> [EXERCÍCIO PROPOSTO A]
No texto sobre o jornalismo e o teletrabalho, que cargo ocupa Sofia Branco no Sindicato dos Jornalistas?

> [TEXTO SELECIONADO]
========

A questão foi lançada por Sofia Branco, dirigente do Sindicato dos Jornalistas e jornalista da Agência Lusa.  “Enquanto jornalista, o diagnóstico do jornalismo e da comunicação social é que a crise vem agravar a realidade que se sentia há muito no setor”. Desde março, “1um terço dos jornalistas precários ficaram sem trabalho”, revela. Um problema que o regime simplificado de lay-off agudizou, ao “financiar despedimentos”.

Por outro lado, o contexto pandémico revelou “uma relação complexa entre o jornalismo e o teletrabalho que necessita de atenção”. Nomeadamente pela “individualização dos trabalhadores” que agrava a capacidade de relação coletiva nas redações.

“Se é preciso fazer alguma coisa em concreto relacionada com o teletrabalho, é essencial garantir que os direitos não cessam em teletrabalho”, porque, apesar de ser à distância, “continua a ser trabalho”.

“Os jornalistas sabem que a profissão não tem horário certo”. Mas, diz Sofia Branco, assistiu-se “a uma invasão do espaço privado muito preocupante”.

========

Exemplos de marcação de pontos

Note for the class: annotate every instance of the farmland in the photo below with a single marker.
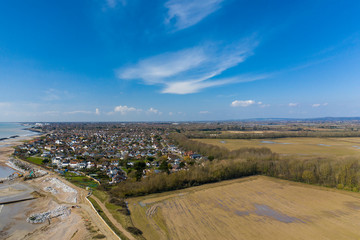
(299, 146)
(249, 208)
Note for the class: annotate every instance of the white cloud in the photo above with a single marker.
(154, 111)
(191, 70)
(319, 104)
(293, 104)
(123, 110)
(242, 103)
(5, 104)
(114, 3)
(191, 86)
(185, 13)
(156, 69)
(51, 95)
(204, 112)
(78, 112)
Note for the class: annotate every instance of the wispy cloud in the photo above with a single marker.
(204, 112)
(154, 111)
(123, 110)
(114, 3)
(315, 105)
(244, 103)
(191, 70)
(185, 13)
(78, 112)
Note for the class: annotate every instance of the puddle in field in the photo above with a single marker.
(271, 142)
(242, 213)
(264, 210)
(353, 205)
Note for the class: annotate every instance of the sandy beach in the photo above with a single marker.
(51, 192)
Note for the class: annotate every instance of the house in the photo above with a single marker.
(73, 164)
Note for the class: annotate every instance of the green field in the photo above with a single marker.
(249, 208)
(298, 146)
(36, 160)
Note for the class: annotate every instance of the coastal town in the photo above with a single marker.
(108, 153)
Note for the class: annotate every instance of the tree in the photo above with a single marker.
(139, 167)
(164, 166)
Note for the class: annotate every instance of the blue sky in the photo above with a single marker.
(137, 60)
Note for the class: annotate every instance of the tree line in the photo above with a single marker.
(330, 172)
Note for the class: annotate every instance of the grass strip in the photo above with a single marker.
(106, 219)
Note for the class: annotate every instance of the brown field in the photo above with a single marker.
(250, 208)
(298, 146)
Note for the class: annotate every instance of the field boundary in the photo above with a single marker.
(102, 218)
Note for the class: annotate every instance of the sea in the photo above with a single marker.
(10, 130)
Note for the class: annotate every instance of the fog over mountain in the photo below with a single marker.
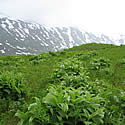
(18, 37)
(98, 16)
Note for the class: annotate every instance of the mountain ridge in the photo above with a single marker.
(18, 37)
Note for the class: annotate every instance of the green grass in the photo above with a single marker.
(38, 70)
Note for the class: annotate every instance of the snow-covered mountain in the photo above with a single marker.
(20, 37)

========

> [EXERCÍCIO PROPOSTO B]
Reúna todas as linhas da listagem que contêm a palavra "below", distinguindo maiúsculas de minúsculas.

> [RESPOSTA ESPERADA A]
É dirigente do Sindicato dos Jornalistas.

> [RESPOSTA ESPERADA B]
Note for the class: annotate every instance of the farmland in the photo below with a single marker.
Note for the class: annotate every instance of the fog over mountain in the photo below with a single marker.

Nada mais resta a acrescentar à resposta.